> **SOURCE PASSAGE**

BEGIN

The time-series studies for health policy research in China

Article type
Authors
Xiuxia L1, Jinhui T1, Jingchun F1, Kehu Y1
1Evidence-Based Medicine Center, School of Basic Medical Sciences, Lanzhou University, China
Abstract
Background: Time series analysis is an effective statistical means for analyzing and forecasting the trends of things, which has been effectively tried and applied in the field of public health. Interrupted time-series studies (ITSs) are usually considered as a valuable research tool for systematic reviews of health systems research.
Objectives: Based on the principles of evidence-based medicine to explore and show the evidence of time-series studies in Chinese health policy research.
Methods: Four Chinese databases (CBM, CNKI, VIP, WANFANG), four international databases (PubMed, the Cochrane Library, the Campbell Library, Web of Science) and relevant websites were searched in November 2014. The search terms were time-series, health, policy, strategy and China/Chinese. EndNote X4 and Excel were used for data description and analysis.
Results: A total of 1232 articles were retrieved; this included 45 (3.7%) time-series studies on national health policies, the first of which was published in 2002, the most recent in 2013 (11; 24.4%), with 35 ( 77.8%) articles published from 2010 to 2014. Eighteen (40.0%) were concerned with medical insurance, 10 (22.2%) with pharmaceutical policy, seven (15.6%) with hospital management, five (11.5%) wth theoretical exploration, and five (11.1%) with public health. One (2.2%) study was published in the International Journal of Medical Informatics which is included in the Science Citation Index (impact factor 2.716, in 2013), eight (17.8%) were published in the periodicals of the Chinese Science Citation Database, others (80.0%) were published in general periodicals.

END

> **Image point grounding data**
BEGIN

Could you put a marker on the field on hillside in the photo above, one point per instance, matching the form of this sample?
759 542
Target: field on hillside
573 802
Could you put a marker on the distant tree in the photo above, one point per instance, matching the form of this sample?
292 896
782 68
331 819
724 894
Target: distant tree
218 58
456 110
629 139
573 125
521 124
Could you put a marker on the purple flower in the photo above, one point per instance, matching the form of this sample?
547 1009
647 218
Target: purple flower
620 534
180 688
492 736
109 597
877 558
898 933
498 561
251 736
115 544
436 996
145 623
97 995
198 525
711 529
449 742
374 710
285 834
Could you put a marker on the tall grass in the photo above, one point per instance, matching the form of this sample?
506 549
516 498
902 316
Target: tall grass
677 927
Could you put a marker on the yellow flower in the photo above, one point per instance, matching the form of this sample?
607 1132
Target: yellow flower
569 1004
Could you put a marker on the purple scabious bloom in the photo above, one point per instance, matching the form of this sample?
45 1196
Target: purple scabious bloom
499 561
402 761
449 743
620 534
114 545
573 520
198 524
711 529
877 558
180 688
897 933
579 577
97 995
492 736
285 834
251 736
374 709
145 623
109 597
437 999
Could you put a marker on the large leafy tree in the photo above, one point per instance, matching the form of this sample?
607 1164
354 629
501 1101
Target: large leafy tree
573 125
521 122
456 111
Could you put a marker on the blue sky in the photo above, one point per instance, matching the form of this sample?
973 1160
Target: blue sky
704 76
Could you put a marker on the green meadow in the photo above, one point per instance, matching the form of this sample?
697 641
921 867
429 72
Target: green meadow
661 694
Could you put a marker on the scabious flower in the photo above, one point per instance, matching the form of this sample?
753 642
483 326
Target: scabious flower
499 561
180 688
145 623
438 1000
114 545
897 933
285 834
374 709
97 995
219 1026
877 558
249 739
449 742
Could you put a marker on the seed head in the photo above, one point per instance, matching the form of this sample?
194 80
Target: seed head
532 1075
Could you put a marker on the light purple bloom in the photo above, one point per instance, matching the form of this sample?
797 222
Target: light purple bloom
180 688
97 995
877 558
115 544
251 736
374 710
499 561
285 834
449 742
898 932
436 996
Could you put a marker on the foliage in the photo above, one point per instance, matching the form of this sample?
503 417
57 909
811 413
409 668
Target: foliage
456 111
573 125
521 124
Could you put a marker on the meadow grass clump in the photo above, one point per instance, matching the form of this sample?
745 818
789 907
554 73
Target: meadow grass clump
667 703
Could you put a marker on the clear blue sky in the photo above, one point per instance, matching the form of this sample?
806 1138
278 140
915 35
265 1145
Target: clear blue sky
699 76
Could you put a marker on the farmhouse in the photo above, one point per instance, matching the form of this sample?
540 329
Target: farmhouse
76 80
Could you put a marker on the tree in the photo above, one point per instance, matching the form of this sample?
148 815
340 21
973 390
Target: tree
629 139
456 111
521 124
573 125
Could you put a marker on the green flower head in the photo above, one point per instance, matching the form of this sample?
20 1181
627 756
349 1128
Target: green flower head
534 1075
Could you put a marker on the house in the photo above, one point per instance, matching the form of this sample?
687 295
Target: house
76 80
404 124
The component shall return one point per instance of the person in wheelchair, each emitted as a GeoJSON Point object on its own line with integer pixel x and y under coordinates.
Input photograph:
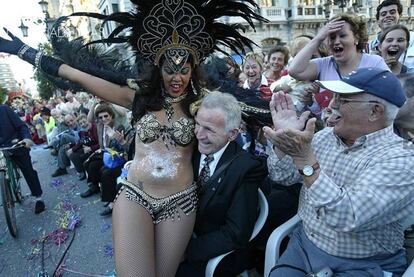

END

> **ACTIONS TO TAKE**
(a) According to the abstract on time-series studies, in what month and year were the databases searched?
(b) From the abstract on time-series studies, write out the passage that begins at the words "Objectives: Based on" and stops after "description and analysis.".

> **SOLUTIONS TO THE EXERCISE**
(a) November 2014.

(b)
Objectives: Based on the principles of evidence-based medicine to explore and show the evidence of time-series studies in Chinese health policy research.
Methods: Four Chinese databases (CBM, CNKI, VIP, WANFANG), four international databases (PubMed, the Cochrane Library, the Campbell Library, Web of Science) and relevant websites were searched in November 2014. The search terms were time-series, health, policy, strategy and China/Chinese. EndNote X4 and Excel were used for data description and analysis.